[Exercise task a]
Reproduce the voltage model text from "As we mentioned" up to and including "lose electrical energy.", substituting "elevator" for "escalator".

[Document text]

As we mentioned before to understand a scientific topic we make modeling for this topic

So to understand what is the voltage (or the potential difference), we will use this model.
This is an animation of a series circuit where electrical energy is shown as gravitational potential energy. The greater the change in height, the more energy is used or the more work is done.

this animation you should notice the following things:

  • The battery or source is represented by an escalator which raises charges to a higher level of energy.
  • As the charges move through the resistors (represented by the paddle wheels) they do work on the resistor and as a result, they lose electrical energy.
  • The charges do more work (give up more electrical energy) as they pass through the larger resistor.
  • By the time each charge makes it back to the battery, it has lost all the energy given to it by the battery.
  • The total of the potential drops across the resistors is the same as the potential rise across the battery. This demonstrates that a charge can only do as much work as was done on it by the battery.
  • The charges are positive so this is a representation of Conventional Current (the apparent flow of positive charges)

[Record set]
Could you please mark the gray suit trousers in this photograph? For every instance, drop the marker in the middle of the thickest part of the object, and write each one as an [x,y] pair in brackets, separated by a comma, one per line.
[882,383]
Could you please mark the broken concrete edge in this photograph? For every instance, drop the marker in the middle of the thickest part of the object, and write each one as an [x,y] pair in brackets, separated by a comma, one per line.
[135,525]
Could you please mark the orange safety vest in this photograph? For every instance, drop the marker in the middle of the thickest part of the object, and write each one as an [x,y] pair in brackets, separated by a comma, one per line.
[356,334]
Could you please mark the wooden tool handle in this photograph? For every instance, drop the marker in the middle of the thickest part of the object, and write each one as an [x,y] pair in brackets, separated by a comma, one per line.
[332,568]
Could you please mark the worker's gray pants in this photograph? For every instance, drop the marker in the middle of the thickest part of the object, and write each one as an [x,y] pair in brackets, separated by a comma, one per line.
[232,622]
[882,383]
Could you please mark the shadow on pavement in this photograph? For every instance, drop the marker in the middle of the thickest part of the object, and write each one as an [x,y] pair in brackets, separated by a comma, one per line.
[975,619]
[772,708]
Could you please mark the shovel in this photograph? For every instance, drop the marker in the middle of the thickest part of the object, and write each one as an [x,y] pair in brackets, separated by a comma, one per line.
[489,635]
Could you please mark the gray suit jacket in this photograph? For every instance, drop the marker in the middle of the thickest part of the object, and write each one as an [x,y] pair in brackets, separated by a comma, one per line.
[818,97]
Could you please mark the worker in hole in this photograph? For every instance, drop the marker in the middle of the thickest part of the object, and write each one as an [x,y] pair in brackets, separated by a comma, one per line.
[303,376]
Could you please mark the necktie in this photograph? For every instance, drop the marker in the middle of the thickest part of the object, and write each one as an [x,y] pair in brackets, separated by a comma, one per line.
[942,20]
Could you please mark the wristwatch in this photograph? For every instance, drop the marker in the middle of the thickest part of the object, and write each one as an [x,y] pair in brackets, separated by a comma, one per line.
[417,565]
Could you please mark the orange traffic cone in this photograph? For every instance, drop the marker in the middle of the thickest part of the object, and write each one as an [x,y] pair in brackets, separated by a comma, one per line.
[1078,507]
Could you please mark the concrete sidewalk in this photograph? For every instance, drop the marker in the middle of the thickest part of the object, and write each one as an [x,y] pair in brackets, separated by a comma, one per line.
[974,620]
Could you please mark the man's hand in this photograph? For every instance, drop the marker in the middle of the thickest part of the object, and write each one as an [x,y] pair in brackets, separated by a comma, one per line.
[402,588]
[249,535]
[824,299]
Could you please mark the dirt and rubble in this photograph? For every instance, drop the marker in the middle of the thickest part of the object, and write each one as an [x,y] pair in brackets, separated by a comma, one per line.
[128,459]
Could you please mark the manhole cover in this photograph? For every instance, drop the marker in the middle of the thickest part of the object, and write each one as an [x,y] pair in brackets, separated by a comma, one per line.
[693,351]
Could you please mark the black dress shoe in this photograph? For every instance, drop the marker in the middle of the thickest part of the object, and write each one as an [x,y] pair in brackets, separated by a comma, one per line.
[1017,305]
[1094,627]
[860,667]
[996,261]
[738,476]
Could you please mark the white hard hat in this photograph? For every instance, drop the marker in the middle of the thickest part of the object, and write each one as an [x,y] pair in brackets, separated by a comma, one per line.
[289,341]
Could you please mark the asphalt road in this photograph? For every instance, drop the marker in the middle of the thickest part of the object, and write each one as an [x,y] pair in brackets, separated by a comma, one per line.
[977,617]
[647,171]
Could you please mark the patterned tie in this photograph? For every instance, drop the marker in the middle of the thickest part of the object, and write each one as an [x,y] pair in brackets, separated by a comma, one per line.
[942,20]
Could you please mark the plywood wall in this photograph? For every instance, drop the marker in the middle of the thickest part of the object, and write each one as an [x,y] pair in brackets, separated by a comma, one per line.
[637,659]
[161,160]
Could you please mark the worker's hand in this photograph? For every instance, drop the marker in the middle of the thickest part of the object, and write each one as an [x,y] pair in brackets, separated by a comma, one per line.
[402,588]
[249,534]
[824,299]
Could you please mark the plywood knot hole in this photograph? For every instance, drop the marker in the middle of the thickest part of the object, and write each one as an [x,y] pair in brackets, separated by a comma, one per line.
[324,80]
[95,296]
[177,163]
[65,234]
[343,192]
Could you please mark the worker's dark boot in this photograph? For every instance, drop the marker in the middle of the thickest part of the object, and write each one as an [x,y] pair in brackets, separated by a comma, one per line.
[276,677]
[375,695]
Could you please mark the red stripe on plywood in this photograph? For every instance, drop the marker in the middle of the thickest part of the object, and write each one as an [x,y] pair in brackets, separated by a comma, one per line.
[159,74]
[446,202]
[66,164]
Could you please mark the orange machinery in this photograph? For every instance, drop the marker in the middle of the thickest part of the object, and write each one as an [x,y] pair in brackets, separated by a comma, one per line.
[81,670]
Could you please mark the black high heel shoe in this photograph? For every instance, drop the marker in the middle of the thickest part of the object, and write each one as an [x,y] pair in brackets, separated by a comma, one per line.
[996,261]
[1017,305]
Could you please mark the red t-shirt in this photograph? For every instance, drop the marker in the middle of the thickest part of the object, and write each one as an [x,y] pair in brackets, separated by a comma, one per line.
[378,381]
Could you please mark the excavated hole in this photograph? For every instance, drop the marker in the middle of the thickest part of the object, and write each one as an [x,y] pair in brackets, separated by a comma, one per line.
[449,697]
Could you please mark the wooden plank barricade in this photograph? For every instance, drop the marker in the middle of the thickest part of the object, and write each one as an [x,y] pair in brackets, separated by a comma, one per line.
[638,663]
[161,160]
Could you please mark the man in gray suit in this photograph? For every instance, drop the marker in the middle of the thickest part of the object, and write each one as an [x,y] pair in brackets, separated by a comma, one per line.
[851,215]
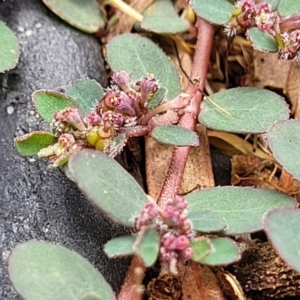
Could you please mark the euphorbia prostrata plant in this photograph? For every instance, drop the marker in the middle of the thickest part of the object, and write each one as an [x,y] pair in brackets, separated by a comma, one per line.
[90,125]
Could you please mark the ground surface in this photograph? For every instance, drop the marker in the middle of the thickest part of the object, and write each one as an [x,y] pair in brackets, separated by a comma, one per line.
[37,203]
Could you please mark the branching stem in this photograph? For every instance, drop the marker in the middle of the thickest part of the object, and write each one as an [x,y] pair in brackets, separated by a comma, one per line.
[189,118]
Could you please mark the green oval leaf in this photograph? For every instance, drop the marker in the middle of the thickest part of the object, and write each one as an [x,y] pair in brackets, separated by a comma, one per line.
[242,208]
[107,185]
[161,17]
[217,11]
[252,110]
[148,246]
[157,98]
[287,8]
[31,143]
[41,270]
[224,252]
[48,102]
[201,247]
[86,93]
[130,52]
[175,135]
[283,229]
[9,48]
[262,40]
[83,15]
[120,246]
[284,142]
[91,296]
[205,220]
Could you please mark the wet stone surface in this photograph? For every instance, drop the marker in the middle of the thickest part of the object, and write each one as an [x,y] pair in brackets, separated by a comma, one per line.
[37,203]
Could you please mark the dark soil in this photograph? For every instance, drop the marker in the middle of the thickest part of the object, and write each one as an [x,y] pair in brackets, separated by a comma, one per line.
[37,203]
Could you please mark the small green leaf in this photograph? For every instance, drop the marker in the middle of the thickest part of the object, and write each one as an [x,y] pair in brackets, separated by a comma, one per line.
[107,185]
[252,110]
[31,143]
[161,17]
[120,246]
[217,11]
[41,270]
[91,296]
[148,246]
[48,102]
[224,252]
[175,135]
[205,220]
[83,15]
[284,142]
[242,208]
[201,247]
[86,93]
[287,8]
[274,3]
[130,52]
[157,98]
[262,40]
[9,48]
[282,226]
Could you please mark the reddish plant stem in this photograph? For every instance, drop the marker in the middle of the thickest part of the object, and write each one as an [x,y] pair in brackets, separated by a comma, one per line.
[189,118]
[180,154]
[132,285]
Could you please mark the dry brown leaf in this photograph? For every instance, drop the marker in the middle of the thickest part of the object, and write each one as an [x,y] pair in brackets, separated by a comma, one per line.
[232,144]
[264,275]
[230,285]
[199,283]
[249,170]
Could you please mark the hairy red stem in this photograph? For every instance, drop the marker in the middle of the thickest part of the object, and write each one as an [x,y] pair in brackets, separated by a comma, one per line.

[Exercise task b]
Rewrite every line of the rows from the line with "Could you please mark the dark" up to and including the last row, requests included, and offset each coordinate in the answers by adding 40.

[Complete output a]
As we mentioned before to understand a scientific topic we make modeling for this topic

So to understand what is the voltage (or the potential difference), we will use this model.
This is an animation of a series circuit where electrical energy is shown as gravitational potential energy. The greater the change in height, the more energy is used or the more work is done.

this animation you should notice the following things:

  • The battery or source is represented by an elevator which raises charges to a higher level of energy.
  • As the charges move through the resistors (represented by the paddle wheels) they do work on the resistor and as a result, they lose electrical energy.

[Complete output b]
Could you please mark the dark soil in this photograph? For every instance, drop the marker in the middle of the thickest part of the object, and write each one as an [x,y] pair in brackets, separated by a comma, one per line.
[77,243]
Could you please mark the small green leaf in this photograph? For every instance, drop the marker in the middle of the thickest part of the object, and write each one as an [x,y] pair in brackets, separated by a comma, one per line.
[147,225]
[292,150]
[71,183]
[201,57]
[160,286]
[257,51]
[81,310]
[131,336]
[188,286]
[88,142]
[264,292]
[215,175]
[245,260]
[123,55]
[324,182]
[282,248]
[241,287]
[126,133]
[327,48]
[314,43]
[170,92]
[197,138]
[302,80]
[49,88]
[322,266]
Could you please mark the reddish plant stem in this photograph? For every instance, drop the marker in the middle of the thickest part of the object, and write each one as an [x,y] pair in brackets, separated by a comma, one per line.
[229,158]
[220,194]
[172,325]
Could you please mark the dry brown leaf in this photograph? For every instance, drop the marker in the middle of the thickest part of the object, and write each one as an [x,y] pair in brackets, separated by a comma, one per line.
[272,184]
[304,315]
[270,325]
[239,323]
[289,210]
Could you please mark the hairy red stem in this photograph? For every instance, drop the marker in the middle of the thickest part of the object, and write each one as an [x,y] pair in brackets, separated by a comma, one per line.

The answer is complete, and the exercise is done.